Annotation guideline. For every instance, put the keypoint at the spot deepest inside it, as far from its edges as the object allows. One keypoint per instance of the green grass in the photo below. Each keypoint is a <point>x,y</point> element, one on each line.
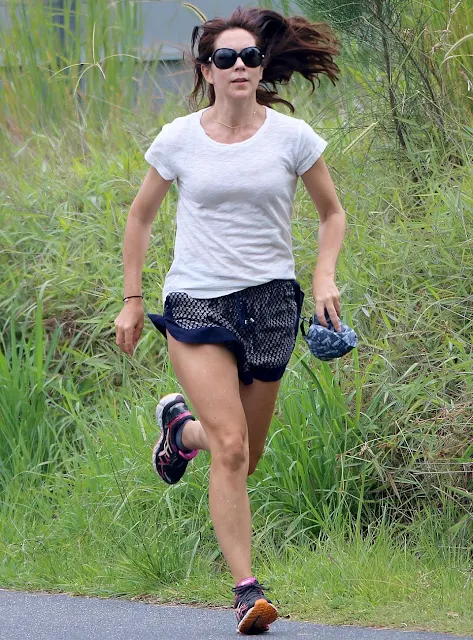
<point>363,501</point>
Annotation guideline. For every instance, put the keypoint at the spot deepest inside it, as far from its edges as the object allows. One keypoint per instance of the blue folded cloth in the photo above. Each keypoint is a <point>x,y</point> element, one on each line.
<point>327,344</point>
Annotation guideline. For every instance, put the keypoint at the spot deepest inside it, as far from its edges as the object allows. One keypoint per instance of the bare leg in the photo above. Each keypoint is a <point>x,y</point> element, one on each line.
<point>258,400</point>
<point>209,378</point>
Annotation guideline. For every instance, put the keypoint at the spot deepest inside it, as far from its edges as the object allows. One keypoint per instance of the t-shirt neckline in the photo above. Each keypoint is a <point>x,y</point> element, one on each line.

****************

The lines from the one holding "of the blue" to the end of the entries are to be repeated exactly, with both ends included and nothing else.

Annotation guideline. For every instance, put the keypoint at the spot deepest inside it, as far from its edges as the object allows. One keypoint per instance of the blue folded cloth in the photo above. Each keypoint is a <point>x,y</point> element, one on each line.
<point>327,344</point>
Annotation guideline. For every instance, put the keypoint at the spot deepest inside it, as far from its edges as the object allows. One keypoint per instance of the bare leg in the photo above. Each keypoint is a <point>x,y</point> element, one on each line.
<point>258,400</point>
<point>209,378</point>
Annotation guideline. For every instance, put the keypoint at the spot deepest inside it, as far from its edges as the object allows. One keypoint per instance of the t-shirt neckline in the photo above. Each keypoint is a <point>x,y</point> element, one on each line.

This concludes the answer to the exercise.